Document section:
────────────────
3. Get a Basic Understanding of the Highway Code
Getting to grips with the basics of the Highway Code is important and gaining a basic understanding of it will set you in good stead for your first lesson, and impress your instructor. If you start learning the basics rules of the road, then you’ll be much more relaxed and confident the first time you get behind the wheel.
4. Wear Comfortable Clothes
There would be nothing worse than to take your first driving lesson wearing an outfit that isn’t comfortable. You’ll of course be sitting still for long periods of time, so wearing uncomfortable, or even worse, inappropriate clothes will hinder your concentration. Be sure to wear comfortable and loose fitting clothing.
5. Wear Practical Shoes
You’re going to be getting to grips with using pedals and getting the basics of the “biting point” right in your first lesson. So be sure to wear practical flat soles shoes. Avoid wearing heels, flip flops, platforms and wedges. A pair of trainers, or any flat soled practical shoe will do the job.
6. Wear Your Glasses / Contact Lenses if You Need Them
If you normally wear contact lenses or glasses, be sure to wear them when you take driving lessons. One of the first things your instructor will do is test your eyesight with the standard sight test you’ll need to do when taking your practical driving test.
The test simply requires you to be able to read a registration plate from a distance of 20.5 meters or around 5 car lengths. You might even discover you need glasses if you’re not able to do this, so it might even be worth getting your eyes tested ahead of your lesson if you haven’t had an eye test for a long time.
────────────────
Challenge a:
Count the lines of the records that contain the string "closet", treating uppercase and lowercase as different, and give only that number.
The driving lesson tips have no connection to the records that come after them.

The input:
────────────────
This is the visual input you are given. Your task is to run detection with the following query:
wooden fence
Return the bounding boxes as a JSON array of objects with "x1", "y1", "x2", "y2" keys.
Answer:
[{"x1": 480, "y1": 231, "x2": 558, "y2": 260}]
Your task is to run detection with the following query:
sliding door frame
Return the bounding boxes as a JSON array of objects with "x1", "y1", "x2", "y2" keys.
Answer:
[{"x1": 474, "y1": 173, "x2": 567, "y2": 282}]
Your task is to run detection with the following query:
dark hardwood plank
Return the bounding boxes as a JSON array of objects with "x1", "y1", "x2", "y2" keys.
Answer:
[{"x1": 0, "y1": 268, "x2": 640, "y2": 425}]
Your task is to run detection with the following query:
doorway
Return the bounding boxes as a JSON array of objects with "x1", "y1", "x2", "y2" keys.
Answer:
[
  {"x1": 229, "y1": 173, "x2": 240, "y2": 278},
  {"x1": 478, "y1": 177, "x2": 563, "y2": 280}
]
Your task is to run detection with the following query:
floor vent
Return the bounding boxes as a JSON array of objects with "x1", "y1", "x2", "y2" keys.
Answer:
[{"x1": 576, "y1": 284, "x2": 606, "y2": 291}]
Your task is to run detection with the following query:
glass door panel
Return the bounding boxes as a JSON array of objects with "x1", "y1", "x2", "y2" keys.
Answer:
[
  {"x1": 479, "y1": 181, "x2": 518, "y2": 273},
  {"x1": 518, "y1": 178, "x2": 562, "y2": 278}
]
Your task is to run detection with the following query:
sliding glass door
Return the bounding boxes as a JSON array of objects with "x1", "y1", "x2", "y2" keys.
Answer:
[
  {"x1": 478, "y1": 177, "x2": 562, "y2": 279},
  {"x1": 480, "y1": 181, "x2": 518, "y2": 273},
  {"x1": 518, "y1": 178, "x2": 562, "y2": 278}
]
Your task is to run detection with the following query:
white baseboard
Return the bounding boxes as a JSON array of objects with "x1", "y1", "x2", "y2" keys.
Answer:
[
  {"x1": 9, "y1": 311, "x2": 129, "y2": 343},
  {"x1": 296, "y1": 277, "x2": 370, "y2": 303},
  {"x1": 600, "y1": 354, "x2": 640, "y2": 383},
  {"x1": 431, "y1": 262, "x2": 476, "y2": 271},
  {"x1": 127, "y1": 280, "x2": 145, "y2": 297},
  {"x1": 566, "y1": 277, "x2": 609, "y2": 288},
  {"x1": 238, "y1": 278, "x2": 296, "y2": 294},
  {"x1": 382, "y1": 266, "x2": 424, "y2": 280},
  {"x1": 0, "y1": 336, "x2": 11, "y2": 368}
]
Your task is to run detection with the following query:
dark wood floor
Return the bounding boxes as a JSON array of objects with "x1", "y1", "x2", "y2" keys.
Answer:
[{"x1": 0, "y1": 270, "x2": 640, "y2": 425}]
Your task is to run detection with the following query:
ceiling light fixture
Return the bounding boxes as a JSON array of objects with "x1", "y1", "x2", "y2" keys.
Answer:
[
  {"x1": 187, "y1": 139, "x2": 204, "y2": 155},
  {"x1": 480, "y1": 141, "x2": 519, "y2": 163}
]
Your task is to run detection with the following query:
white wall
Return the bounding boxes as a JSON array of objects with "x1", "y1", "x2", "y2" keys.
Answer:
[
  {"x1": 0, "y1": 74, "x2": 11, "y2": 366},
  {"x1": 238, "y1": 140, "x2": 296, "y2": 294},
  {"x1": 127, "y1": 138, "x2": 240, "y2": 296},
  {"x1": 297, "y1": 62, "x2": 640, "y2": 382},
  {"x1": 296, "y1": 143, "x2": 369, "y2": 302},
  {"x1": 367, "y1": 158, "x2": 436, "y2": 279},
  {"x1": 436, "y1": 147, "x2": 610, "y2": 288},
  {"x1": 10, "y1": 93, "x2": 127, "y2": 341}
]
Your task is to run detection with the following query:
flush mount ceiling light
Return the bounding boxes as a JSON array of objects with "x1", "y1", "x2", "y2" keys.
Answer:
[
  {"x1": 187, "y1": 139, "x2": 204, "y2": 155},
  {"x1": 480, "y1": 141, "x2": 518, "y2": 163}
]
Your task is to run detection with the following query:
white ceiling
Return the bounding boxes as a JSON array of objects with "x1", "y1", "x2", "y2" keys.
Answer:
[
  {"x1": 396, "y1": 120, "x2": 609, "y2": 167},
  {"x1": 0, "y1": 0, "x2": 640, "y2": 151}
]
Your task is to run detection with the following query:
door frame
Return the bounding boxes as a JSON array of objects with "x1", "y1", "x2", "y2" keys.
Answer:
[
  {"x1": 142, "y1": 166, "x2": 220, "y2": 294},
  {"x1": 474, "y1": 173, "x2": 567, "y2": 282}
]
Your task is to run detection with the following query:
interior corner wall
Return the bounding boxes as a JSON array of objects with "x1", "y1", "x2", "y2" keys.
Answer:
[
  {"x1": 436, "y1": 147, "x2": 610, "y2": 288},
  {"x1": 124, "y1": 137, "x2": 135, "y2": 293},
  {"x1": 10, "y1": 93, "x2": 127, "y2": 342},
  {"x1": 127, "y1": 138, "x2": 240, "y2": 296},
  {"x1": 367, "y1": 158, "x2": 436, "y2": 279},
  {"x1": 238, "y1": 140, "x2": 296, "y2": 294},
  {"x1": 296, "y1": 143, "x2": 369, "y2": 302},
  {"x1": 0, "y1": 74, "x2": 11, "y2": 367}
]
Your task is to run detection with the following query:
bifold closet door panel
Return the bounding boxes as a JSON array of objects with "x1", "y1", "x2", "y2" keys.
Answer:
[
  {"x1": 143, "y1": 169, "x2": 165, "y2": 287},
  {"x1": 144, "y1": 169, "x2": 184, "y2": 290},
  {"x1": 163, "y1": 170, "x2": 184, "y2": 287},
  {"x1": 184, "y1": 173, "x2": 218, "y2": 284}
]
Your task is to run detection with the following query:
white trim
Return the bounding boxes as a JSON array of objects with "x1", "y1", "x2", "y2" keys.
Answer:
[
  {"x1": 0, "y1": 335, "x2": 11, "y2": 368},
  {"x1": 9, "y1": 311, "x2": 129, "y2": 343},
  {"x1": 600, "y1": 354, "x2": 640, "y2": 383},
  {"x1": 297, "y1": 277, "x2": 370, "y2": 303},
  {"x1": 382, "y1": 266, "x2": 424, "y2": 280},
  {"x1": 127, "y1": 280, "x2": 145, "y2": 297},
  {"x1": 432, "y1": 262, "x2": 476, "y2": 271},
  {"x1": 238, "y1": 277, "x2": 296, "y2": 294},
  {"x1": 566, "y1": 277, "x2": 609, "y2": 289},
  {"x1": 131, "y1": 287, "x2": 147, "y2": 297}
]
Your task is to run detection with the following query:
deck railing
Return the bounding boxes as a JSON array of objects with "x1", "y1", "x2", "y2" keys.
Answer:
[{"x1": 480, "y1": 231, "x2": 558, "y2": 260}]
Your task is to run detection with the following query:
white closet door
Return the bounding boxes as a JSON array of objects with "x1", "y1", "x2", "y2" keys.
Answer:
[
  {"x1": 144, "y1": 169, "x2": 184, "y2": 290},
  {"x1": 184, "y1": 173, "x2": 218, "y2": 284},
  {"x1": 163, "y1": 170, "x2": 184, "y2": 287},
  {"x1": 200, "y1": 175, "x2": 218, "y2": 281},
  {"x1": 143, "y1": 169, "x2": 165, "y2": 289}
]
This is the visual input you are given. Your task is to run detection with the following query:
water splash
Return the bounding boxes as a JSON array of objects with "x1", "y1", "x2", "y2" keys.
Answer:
────────────────
Challenge b:
In the driving lesson tips, from what distance does the sight test require you to read a registration plate?

Task answer a:
2

Task answer b:
20.5 meters, or around 5 car lengths.